Problem requirements
Rescale the answer points in the listing below by multiplying each coordinate by 1.35 and rounding to the nearest whole number, with halves rounded up. Reproduce every line, requests included, leaving the sample coordinates in the requests unchanged and omitting the pictures from your answer.

Input data

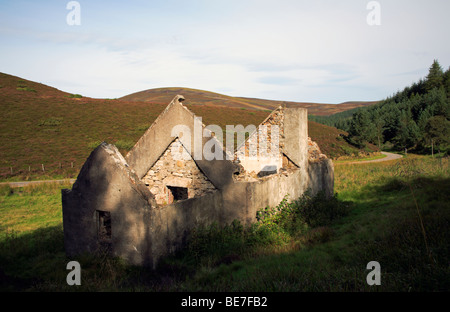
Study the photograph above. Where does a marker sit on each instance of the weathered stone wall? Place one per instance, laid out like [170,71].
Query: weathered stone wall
[180,172]
[107,184]
[146,224]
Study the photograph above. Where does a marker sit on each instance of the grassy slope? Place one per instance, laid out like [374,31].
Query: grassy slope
[200,97]
[383,224]
[42,125]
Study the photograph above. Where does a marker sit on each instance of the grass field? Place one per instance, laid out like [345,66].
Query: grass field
[396,213]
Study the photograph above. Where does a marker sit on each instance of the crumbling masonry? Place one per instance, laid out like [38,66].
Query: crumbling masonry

Written reply
Study the photograph above. Where does a marker sit on each instance of the weathered stone wall? Place one per instance, laid out like [170,71].
Query: weathered stone wall
[243,232]
[144,248]
[197,302]
Study the photograph above. Where does a marker sit on each instance of the grassy slope? Place one per instance, laid out like [374,31].
Query: grassy slope
[270,131]
[517,302]
[57,169]
Study the photograph above. Where does a marker sit on each instance of the grass field? Place one per instance, laid out like [345,66].
Query: grass field
[535,288]
Study the photograph above. Where does a marker sit on each instance of the crumbling masonry? Place one per instance, laid out like [38,66].
Query: crumbling masonry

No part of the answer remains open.